─── Records provided

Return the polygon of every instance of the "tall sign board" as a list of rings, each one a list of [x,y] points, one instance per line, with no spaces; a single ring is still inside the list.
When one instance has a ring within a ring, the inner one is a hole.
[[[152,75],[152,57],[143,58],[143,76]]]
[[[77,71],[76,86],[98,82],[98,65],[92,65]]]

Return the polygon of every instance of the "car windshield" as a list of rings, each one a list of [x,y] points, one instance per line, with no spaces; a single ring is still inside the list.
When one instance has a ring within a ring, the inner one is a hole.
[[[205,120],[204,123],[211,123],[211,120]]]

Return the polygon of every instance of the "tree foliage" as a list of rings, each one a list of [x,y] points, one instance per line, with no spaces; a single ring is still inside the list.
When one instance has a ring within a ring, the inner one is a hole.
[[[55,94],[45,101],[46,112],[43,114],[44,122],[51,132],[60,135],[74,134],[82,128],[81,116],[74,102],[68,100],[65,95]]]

──────
─── Records provided

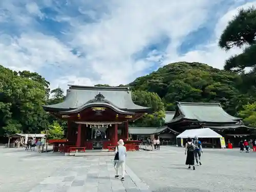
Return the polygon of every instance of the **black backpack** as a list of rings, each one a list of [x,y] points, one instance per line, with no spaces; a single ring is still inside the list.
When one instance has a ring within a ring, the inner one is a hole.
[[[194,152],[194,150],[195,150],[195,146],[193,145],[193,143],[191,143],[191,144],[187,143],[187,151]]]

──────
─── Records provided

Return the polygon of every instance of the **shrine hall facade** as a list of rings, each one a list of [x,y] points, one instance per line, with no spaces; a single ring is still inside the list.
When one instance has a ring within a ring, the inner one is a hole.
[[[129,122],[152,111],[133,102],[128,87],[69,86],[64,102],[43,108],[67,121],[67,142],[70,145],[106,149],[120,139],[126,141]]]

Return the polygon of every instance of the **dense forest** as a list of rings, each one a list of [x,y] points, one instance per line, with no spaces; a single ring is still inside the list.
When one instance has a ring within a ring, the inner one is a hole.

──────

What is asked
Pull out each line of the material above that contains the word "facade", copying every such line in full. Case counts.

Exercise answer
Return the polygon of every instance of the **shrine hall facade** as a list of rings, each one a list of [x,y] points, one instance per line, with no spaces; a single ring is still inside the list.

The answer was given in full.